[THE EXERCISE] Rewrite the rows below, replacing every "dropping a marker" with "placing a marker" and keeping everything else the same. Leave the pictures out of your answer.

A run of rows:
-=-=-

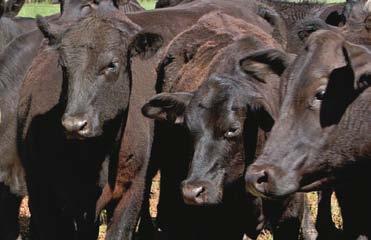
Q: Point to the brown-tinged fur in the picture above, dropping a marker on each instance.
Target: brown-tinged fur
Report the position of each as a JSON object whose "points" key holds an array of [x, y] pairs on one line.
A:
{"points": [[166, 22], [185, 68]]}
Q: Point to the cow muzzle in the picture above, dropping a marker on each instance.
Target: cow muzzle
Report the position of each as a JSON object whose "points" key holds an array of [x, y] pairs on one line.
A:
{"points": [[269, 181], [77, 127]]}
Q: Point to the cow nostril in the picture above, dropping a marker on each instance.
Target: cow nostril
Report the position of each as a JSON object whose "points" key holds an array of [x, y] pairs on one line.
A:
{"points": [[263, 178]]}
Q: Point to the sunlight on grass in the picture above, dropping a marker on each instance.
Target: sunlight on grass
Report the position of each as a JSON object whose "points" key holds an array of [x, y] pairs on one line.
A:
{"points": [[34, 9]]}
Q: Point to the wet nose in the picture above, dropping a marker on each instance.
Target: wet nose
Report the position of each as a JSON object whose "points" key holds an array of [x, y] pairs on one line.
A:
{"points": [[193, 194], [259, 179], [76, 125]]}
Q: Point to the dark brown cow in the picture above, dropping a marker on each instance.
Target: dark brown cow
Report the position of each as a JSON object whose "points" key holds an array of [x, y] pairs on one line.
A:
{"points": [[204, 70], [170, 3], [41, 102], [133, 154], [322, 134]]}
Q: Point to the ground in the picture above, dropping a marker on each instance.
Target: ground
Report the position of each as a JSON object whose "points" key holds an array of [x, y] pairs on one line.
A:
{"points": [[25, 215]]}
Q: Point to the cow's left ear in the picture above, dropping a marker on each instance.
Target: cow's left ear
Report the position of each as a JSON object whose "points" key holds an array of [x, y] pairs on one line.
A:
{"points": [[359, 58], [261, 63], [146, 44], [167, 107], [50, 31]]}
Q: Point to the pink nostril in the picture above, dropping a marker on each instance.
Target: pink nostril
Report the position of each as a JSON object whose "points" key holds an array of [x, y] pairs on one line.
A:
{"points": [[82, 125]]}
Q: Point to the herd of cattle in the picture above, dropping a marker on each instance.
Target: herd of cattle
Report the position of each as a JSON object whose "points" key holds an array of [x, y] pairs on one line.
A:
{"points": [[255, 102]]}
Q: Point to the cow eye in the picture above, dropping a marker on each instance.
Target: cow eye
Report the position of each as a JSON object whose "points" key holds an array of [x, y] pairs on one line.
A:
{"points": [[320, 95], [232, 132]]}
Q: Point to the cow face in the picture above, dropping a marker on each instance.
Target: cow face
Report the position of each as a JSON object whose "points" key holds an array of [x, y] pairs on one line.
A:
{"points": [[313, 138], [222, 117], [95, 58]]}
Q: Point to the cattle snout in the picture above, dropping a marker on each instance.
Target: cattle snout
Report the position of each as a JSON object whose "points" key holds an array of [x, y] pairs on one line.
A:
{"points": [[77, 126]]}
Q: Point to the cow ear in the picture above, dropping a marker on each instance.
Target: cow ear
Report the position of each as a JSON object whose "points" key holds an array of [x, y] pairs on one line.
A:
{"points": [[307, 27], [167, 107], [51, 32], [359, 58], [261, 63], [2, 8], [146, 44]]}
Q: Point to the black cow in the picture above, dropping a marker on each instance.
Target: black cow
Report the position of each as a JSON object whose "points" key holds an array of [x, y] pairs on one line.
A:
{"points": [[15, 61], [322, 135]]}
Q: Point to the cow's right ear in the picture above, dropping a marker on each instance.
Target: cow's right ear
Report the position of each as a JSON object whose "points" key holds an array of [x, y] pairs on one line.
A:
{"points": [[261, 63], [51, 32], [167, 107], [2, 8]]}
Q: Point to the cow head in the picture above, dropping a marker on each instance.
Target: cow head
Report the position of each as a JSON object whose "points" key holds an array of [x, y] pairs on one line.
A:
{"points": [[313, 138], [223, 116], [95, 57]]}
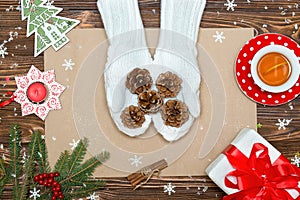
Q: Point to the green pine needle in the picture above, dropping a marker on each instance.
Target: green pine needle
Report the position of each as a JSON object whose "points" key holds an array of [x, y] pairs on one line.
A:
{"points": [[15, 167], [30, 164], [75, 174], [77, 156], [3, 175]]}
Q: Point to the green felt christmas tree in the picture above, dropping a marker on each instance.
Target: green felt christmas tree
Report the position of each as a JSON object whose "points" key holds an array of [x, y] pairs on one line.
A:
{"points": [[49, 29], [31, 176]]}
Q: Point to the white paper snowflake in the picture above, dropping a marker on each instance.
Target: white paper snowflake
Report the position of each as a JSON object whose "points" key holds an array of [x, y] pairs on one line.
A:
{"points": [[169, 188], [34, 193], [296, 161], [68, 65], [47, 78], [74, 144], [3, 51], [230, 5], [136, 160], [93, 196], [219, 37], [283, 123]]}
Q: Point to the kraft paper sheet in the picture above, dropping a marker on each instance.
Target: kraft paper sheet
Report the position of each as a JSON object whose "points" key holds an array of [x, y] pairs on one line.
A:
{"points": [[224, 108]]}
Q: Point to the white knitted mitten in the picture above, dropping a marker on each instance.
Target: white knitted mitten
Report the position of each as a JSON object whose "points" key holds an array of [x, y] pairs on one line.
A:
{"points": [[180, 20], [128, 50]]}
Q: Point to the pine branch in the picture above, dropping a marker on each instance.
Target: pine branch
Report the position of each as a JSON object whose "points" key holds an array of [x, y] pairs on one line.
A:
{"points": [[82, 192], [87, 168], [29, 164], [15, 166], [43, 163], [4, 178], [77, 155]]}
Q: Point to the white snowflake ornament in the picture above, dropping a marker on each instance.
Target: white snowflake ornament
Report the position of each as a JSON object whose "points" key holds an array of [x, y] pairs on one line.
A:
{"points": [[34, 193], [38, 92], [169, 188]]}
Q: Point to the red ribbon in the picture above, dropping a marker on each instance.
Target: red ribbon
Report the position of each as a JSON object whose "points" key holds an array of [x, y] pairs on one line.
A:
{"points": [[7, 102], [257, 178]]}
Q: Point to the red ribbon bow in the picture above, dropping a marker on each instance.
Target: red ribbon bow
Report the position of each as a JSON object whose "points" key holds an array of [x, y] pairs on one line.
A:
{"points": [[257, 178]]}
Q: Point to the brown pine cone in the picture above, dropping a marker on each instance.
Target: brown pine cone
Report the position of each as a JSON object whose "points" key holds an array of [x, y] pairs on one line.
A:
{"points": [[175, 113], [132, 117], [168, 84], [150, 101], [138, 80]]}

-=-=-

[COMPLETED TASK]
Q: Point to the brown-tinged fur in the picture above, placing a marker on each instance.
Target: brown-tinged fur
Report the position of each as a JSON object whose "points" key holds an array of [x, y] pairs on one line.
A:
{"points": [[166, 22], [185, 68]]}
Q: Point to the cow muzzle in the picture above, placing a marker on each instance.
Target: cow muzzle
Report the position of each as a JSON object whose "points" key holds an array of [x, y] pairs on one line.
A:
{"points": [[269, 181], [77, 127]]}
Q: Point to the cow nostril in the picture above, placing a marker on each instance.
Target: cow nostril
Report the position of each as a JSON object whose "points" key holds an array of [x, y] pairs on one line.
A:
{"points": [[263, 178]]}
Q: Point to the sunlight on grass in the picture above, placing a marker on each instance.
Target: sunlight on grass
Report the position of each as a JSON object whose "points" key holds an array of [x, y] pairs on one line.
A:
{"points": [[34, 9]]}
Q: Point to the wet nose in the picture above, placing a marker on each instance.
Target: wet nose
Report the position of each as a JSON object whose "points" key holds an array of [x, y] pairs on one line.
A:
{"points": [[193, 194], [259, 179], [76, 125]]}
Q: Point to the dark brown cow in the picture above, placing a marker on each instance.
Target: dark brown cow
Report the position of each as a JSON object whose "points" key holds an array of [x, y] pairs on one line.
A:
{"points": [[204, 70], [170, 3], [41, 102], [133, 154], [322, 134]]}
Q: Point to the ground in the picture above, placing a marker on each instance.
Target: ground
Report the position of each as a JSON object whose "points" key holds an array of [x, y] pairs on one line.
A:
{"points": [[25, 215]]}
Q: Point to the cow's left ear in the picture above, placing a marker on each instance.
Target: cow's left ear
Report the position of each as a JSON object whose "points" key holds an array of [x, y] pairs on one line.
A:
{"points": [[359, 58], [261, 63], [146, 44], [167, 107], [50, 31]]}
Q: Point to the pink nostril in the picture above, placing a marker on each instance.
Target: pink nostril
Report the position of each as a JSON object whose "points" key holds an array of [x, y] pairs on one line.
A:
{"points": [[82, 125]]}
Q: Point to the herd of cattle in the picture above, placing a marker on each instance.
Target: herd of cattle
Report the position of each as a JSON object whose "points" key holds an array of [x, y] pairs on one line.
A:
{"points": [[255, 102]]}
Q: Point to the cow eye in the picture above, placing a marker on each instance.
Target: cow eye
Report the position of each as a JSON object whose "points" key holds an array of [x, y] pairs on one line.
A:
{"points": [[320, 95], [232, 132]]}
Q: Point to the cow face in the picture above, placing a marker on each instance.
Target: cow face
Report the position of each as a JSON object whose "points" key holds an array of [x, y] pairs on one line.
A:
{"points": [[313, 138], [222, 117], [95, 58]]}
Q: Point to the cattle snout in the picture above, placing a marker on each instance.
Target: cattle snout
Report the position of each as a JSON object whose "points" key holds an array of [x, y] pairs on one line.
A:
{"points": [[77, 126]]}
Q: Point to the cow ear in the picture above, placing a marker on each instance.
Target: cow ear
Report the position of each as a JSON object whose "points" key holds an array of [x, y] pairs on one line.
A:
{"points": [[307, 27], [167, 107], [51, 32], [359, 58], [261, 63], [2, 8], [146, 44]]}
Q: Point to the black cow in the picture above, placing a marker on each instance.
Target: black cow
Report the position of each as a JSON object whose "points" key holds an array of [x, y] pairs on one line.
A:
{"points": [[15, 61], [322, 135]]}
Q: Point to the cow's right ear in the picture above, placing a marker on each instance.
Target: cow's right ear
Report the position of each as a JSON object whose "points" key holds an array of [x, y] pairs on one line.
A:
{"points": [[261, 63], [51, 32], [167, 107], [2, 8]]}
Q: Point to the cow head in the picture above, placing a marker on each instance.
Target: cow head
Report the position of each as a JSON object whose "points" key holds an array of [x, y] pairs on one line.
A:
{"points": [[313, 138], [223, 116], [95, 57]]}
Q: Point to the green pine needle in the picture above, placing a marker on each instance.
Target: green pine needle
Report the position of each as a JSON object whose "points" key holds an array of [x, y] pairs on one line.
A:
{"points": [[15, 167], [30, 164], [75, 174], [77, 156], [3, 175]]}
Q: Point to the green felt christmas tree in the picture above, placing a marker on each instance.
Target: green felt christmas tree
Report the position of each as a JSON object whose "points" key holds an array of [x, y] pairs on one line.
A:
{"points": [[49, 29], [31, 176]]}
Q: Point to the white paper snowflake in the picture above, placing a marker on each instance.
Target: white paper snowflake
Report the position of each as a JSON object whose "points" key holds an array of [x, y] pairs on one line.
A:
{"points": [[169, 188], [34, 193], [296, 161], [68, 65], [47, 78], [74, 144], [3, 51], [230, 5], [136, 160], [93, 196], [219, 37], [283, 123]]}
Q: Point to the kraft paper sheet in the picture above, placing a marker on each instance.
Target: kraft paper sheet
Report the position of each as a JSON object whose "points" key holds an array of [x, y] pairs on one line.
A:
{"points": [[224, 108]]}
Q: Point to the white knitted mitten in the picture above, placing a marker on each instance.
Target: white knitted mitten
Report the position of each as a JSON object whose "points" key holds an array of [x, y] pairs on one line.
A:
{"points": [[180, 20], [128, 50]]}
Q: Point to the pine branch in the picture above, placing a marker on each instance.
Target: pine branch
Report the position of each as a JSON object whose "points" key holds an array of [x, y] pairs on one line.
A:
{"points": [[82, 192], [87, 168], [29, 164], [15, 166], [43, 163], [4, 178], [77, 155]]}
Q: Point to the white snowflake ornament in the picture above, placing a marker on each instance.
Target: white snowflake ornament
Report the position of each as a JSON object whose "points" key holds an array of [x, y] pairs on one line.
A:
{"points": [[34, 193], [38, 92], [169, 188]]}
Q: Point to the red ribbon in the picture above, placing a marker on each instance.
Target: red ribbon
Report the position of each as a JSON object whose "points" key holds an array of [x, y] pairs on one line.
A:
{"points": [[7, 102], [257, 178]]}
Q: Point to the red ribbon bow in the picture above, placing a marker on each instance.
Target: red ribbon bow
Report the position of each as a JSON object whose "points" key holds an array of [x, y] pairs on one line.
A:
{"points": [[257, 178]]}
Q: Point to the brown pine cone in the picture above, placing a marker on each instance.
Target: brown pine cone
Report the position of each as a JSON object whose "points" key holds an array of [x, y] pairs on one line.
A:
{"points": [[175, 113], [132, 117], [168, 84], [150, 101], [138, 80]]}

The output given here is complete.